● **Shape annotation entries**:
━━━━

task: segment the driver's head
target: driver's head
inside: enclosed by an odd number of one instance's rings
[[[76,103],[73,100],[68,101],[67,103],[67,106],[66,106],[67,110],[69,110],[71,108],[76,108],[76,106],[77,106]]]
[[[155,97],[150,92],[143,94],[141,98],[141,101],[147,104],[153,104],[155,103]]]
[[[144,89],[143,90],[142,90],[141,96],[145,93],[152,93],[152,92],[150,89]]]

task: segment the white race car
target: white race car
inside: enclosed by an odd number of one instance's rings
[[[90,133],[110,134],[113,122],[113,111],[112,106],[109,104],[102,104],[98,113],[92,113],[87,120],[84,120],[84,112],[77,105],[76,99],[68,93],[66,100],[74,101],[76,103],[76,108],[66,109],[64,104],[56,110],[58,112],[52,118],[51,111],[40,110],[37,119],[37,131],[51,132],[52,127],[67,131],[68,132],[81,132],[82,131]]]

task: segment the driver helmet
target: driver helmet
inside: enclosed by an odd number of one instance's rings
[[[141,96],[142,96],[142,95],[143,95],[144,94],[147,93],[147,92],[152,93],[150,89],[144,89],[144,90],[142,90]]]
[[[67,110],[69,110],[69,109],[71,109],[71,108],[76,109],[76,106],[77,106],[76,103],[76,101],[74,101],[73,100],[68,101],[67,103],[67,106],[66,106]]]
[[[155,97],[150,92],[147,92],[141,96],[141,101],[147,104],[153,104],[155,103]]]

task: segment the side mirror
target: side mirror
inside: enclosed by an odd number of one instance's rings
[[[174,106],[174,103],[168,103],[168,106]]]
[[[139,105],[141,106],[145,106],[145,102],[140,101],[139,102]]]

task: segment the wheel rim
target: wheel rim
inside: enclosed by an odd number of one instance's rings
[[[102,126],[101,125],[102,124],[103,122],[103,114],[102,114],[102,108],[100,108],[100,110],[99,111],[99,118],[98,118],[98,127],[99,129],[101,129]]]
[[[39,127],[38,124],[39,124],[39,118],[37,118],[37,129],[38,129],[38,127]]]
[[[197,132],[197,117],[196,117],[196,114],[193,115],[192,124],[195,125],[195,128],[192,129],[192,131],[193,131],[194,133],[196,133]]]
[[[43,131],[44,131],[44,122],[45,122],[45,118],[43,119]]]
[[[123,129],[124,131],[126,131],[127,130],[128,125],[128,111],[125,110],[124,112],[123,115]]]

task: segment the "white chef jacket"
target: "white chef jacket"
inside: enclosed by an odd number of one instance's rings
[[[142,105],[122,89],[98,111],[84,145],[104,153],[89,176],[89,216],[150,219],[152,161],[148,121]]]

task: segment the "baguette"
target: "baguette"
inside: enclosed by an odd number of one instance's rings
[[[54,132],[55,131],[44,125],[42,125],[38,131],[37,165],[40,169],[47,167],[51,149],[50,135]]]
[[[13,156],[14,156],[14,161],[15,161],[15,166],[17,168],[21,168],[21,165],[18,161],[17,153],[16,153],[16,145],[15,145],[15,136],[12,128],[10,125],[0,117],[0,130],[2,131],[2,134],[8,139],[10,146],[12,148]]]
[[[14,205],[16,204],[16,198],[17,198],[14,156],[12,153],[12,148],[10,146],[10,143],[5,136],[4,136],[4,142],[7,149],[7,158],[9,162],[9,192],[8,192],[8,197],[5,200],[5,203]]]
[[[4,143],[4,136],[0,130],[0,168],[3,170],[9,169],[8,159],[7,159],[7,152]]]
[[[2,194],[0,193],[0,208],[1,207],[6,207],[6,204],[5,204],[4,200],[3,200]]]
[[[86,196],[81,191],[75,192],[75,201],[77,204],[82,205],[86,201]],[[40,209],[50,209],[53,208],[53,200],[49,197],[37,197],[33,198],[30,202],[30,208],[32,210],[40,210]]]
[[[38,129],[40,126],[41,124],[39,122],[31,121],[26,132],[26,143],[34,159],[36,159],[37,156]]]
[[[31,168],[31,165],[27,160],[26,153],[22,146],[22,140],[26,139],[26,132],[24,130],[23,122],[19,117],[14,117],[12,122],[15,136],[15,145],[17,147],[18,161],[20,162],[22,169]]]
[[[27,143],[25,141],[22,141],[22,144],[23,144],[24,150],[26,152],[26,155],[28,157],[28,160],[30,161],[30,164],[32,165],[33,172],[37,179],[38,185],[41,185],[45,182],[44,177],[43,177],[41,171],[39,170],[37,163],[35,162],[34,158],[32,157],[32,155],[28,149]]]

━━━━

● **TO BE DONE**:
Exactly reproduce every line of the data above.

● **THE SOLUTION**:
task: segment the driver's head
target: driver's head
inside: enclosed by an odd number of one instance's rings
[[[76,103],[73,100],[68,101],[67,103],[67,106],[66,106],[67,110],[69,110],[71,108],[76,108],[76,106],[77,106]]]
[[[155,97],[150,92],[143,94],[141,98],[141,101],[147,104],[153,104],[155,103]]]
[[[144,89],[143,90],[142,90],[141,96],[145,93],[152,93],[152,92],[150,89]]]

task: segment the white race car
target: white race car
inside: enclosed by an odd number of one instance's rings
[[[90,133],[110,134],[113,122],[113,111],[112,106],[109,104],[102,104],[98,113],[92,113],[87,120],[84,120],[84,112],[77,105],[76,99],[68,93],[66,100],[74,101],[76,103],[76,108],[66,109],[64,104],[56,110],[58,112],[52,118],[51,111],[40,110],[37,119],[37,131],[51,132],[52,127],[67,131],[68,132],[81,132],[82,131]]]

task: segment the driver helmet
target: driver helmet
inside: enclosed by an odd number of one instance's rings
[[[141,96],[142,96],[142,95],[143,95],[144,94],[147,93],[147,92],[152,93],[150,89],[144,89],[144,90],[142,90]]]
[[[67,110],[69,110],[69,109],[71,109],[71,108],[76,109],[76,106],[77,106],[76,103],[76,101],[74,101],[73,100],[68,101],[67,103],[67,106],[66,106]]]
[[[155,97],[150,92],[147,92],[141,96],[141,101],[147,104],[153,104],[155,103]]]

task: segment the side mirror
target: side mirror
inside: enclosed by an odd number of one instance's rings
[[[174,106],[174,103],[168,103],[168,106]]]
[[[139,105],[141,106],[145,106],[145,102],[140,101],[139,102]]]

task: segment the wheel rim
target: wheel rim
inside: enclosed by an odd number of one instance's rings
[[[102,126],[101,125],[102,124],[103,122],[103,114],[102,114],[102,108],[100,108],[100,110],[99,111],[99,118],[98,118],[98,127],[99,129],[101,129]]]
[[[39,127],[38,124],[39,124],[39,118],[37,118],[37,129],[38,129],[38,127]]]
[[[197,132],[197,117],[196,117],[196,114],[193,115],[192,124],[195,125],[195,128],[192,129],[192,131],[193,131],[194,133],[196,133]]]
[[[43,131],[44,131],[44,122],[45,122],[45,118],[43,119]]]
[[[123,129],[124,131],[126,131],[127,130],[128,125],[128,111],[125,110],[124,112],[123,115]]]

task: segment the "white chef jacket"
target: "white chef jacket"
inside: enclosed by an odd number of one instance's rings
[[[142,105],[122,89],[98,111],[84,145],[104,153],[89,176],[89,216],[150,219],[152,161],[148,121]]]

task: segment the "baguette"
target: "baguette"
inside: enclosed by an odd number of one instance's rings
[[[54,132],[55,131],[44,125],[42,125],[38,131],[37,165],[40,169],[47,167],[51,149],[50,135]]]
[[[13,156],[14,156],[14,161],[15,161],[15,166],[17,168],[21,168],[21,165],[18,161],[17,153],[16,153],[16,145],[15,145],[15,136],[12,128],[10,125],[0,117],[0,130],[2,131],[2,134],[8,139],[10,146],[12,148]]]
[[[14,205],[16,204],[16,198],[17,198],[14,156],[12,153],[12,148],[10,146],[10,143],[5,136],[4,136],[4,142],[7,149],[7,158],[9,162],[9,192],[8,192],[8,197],[5,200],[5,203]]]
[[[4,143],[4,136],[0,130],[0,168],[3,170],[9,169],[8,159],[7,159],[7,152]]]
[[[2,194],[0,193],[0,208],[1,207],[6,207],[6,204],[5,204],[4,200],[3,200]]]
[[[86,196],[81,191],[75,192],[75,201],[77,204],[82,205],[86,201]],[[40,209],[50,209],[53,208],[53,200],[49,197],[37,197],[33,198],[30,202],[30,208],[32,210],[40,210]]]
[[[38,129],[40,126],[41,124],[39,122],[31,121],[26,132],[26,143],[34,159],[36,159],[37,156]]]
[[[31,168],[31,165],[27,160],[26,153],[22,146],[22,140],[26,139],[26,132],[24,130],[23,122],[19,117],[14,117],[12,122],[15,136],[15,145],[17,147],[18,161],[20,162],[22,169]]]
[[[27,143],[25,141],[22,141],[22,144],[23,144],[24,150],[26,152],[26,155],[28,157],[28,160],[30,161],[30,164],[32,165],[33,172],[37,179],[38,185],[41,185],[45,182],[44,177],[43,177],[41,171],[39,170],[37,163],[35,162],[34,158],[32,157],[32,155],[28,149]]]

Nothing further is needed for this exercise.